### Document
---------------
By supporting metadata in a cloud storage interface and prescribing how the storage system and data system metadata is interpreted to meet the requirements of the data, the simplicity required by the cloud storage model may be maintained while still addressing the requirements of enterprise applications and their data.

User metadata is retained by the cloud and may be used to find the data objects and containers by performing a query for specific metadata values. The schema for this metadata may be determined by each application, domain, or user. For more information on support for user metadata, see 16.2.

Storage system metadata is produced/interpreted by the cloud offering and basic storage functions (e.g., modification and access statistics, access control). For more information on support for storage system metadata, see 16.3.

Data system metadata is interpreted by the cloud offering as data requirements that control the operation of underlying data services for that data. It may apply to an aggregation of data objects in a container or to individual data objects, if the offering supports this level of granularity. For more information on support for data system metadata, see 16.4.

5.5   Data and Container Management

There is no reason that managing data and managing containers should involve different interfaces. Therefore, the use of metadata is extended from applying to individual data elements to applying to containers of data as well. Thus, any data placed into a container inherits the data system metadata of the container into which it was placed. When creating a new container within an existing container, the new container would similarly inherit the metadata settings of its parent's data system metadata. After a data element is created, the data system metadata may be overridden at the container or individual data element level, as desired.

Even if the provided interface does not support setting metadata on individual data elements, metadata may still be applied to the containers. In such a case, the interface does not provide a mechanism to override metadata that an individual data element inherits from its parent container. For file-based interfaces that support extended attributes (e.g., CIFS, NFSv4), these extended attributes may be used to specify the data system metadata to override that specified for the container.

5.6   Reference Model for Cloud Storage Interfaces

The Cloud Storage Reference Model is shown in Figure 3.

CloudStorageRefModelNoShadow.jpg

 

Figure 3 - Cloud Storage Reference Model

This model shows multiple types of cloud data storage interfaces that are able to support both legacy and new applications. All of the interfaces allow storage to be provided on demand, drawn from a pool of resources. The storage capacity is drawn from a pool of storage capacity provided by storage services. The data services are applied to individual data elements, as determined by the data system metadata. Metadata specifies the data requirements on the basis of individual data elements or on groups of data elements (containers).

5.7   Cloud Data Management Interface

The Cloud Data Management Interface (CDMI™) shown in Figure 3 may be used to create, retrieve, update, and delete objects in a cloud. The features of the CDMI include functions that

   allow clients to discover the capabilities available in the cloud storage offering;

   manage containers and the data that is placed in them; and

   allow metadata to be associated with containers and the objects they contain.

This international standard divides operations into two types: those that use a CDMI content type in the HTTP body and those that do not. While much of the same data is available via both types, providing both allows for CDMI-aware clients and non-CDMI-aware clients to interact with a CDMI provider.

CDMI may also be used by administrative and management applications to manage containers, domains, security access, and monitoring/billing information, even for storage that is functionally accessible by legacy or proprietary protocols. The capabilities of the underlying storage and data services are exposed so that clients may understand the offering.
---------------
### Point annotation records
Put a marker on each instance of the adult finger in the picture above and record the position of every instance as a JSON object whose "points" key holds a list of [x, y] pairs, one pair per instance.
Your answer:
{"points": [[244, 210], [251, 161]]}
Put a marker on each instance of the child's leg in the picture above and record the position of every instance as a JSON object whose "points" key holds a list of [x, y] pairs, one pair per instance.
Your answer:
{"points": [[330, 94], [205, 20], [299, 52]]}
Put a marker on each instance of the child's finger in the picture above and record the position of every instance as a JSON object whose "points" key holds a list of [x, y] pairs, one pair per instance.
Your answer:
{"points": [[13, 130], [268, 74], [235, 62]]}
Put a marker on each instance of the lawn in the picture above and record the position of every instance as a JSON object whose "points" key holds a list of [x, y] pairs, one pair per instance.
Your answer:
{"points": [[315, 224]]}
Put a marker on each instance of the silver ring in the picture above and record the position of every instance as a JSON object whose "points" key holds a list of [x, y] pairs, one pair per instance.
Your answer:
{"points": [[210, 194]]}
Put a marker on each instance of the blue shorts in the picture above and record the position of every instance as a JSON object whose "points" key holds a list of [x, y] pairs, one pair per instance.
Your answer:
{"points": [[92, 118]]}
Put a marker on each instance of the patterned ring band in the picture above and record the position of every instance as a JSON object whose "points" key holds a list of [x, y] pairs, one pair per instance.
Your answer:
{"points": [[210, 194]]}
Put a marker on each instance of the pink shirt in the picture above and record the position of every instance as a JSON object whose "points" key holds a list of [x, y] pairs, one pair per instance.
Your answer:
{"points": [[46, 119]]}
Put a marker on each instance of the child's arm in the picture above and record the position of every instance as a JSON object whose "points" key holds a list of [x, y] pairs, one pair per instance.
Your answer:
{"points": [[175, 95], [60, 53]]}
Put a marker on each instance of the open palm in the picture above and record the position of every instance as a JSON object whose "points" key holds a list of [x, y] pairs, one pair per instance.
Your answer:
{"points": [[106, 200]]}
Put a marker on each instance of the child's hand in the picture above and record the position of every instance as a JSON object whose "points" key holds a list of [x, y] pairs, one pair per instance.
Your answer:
---------------
### Tasks and exercises
1) According to the cloud storage text, what operations may CDMI be used to perform on objects in a cloud?
2) Retype the passage of the cloud storage text starting at "By supporting metadata" and ending at "metadata, see 16.2.".

### Correct answers
1)
create
retrieve
update
delete

2)
By supporting metadata in a cloud storage interface and prescribing how the storage system and data system metadata is interpreted to meet the requirements of the data, the simplicity required by the cloud storage model may be maintained while still addressing the requirements of enterprise applications and their data.

User metadata is retained by the cloud and may be used to find the data objects and containers by performing a query for specific metadata values. The schema for this metadata may be determined by each application, domain, or user. For more information on support for user metadata, see 16.2.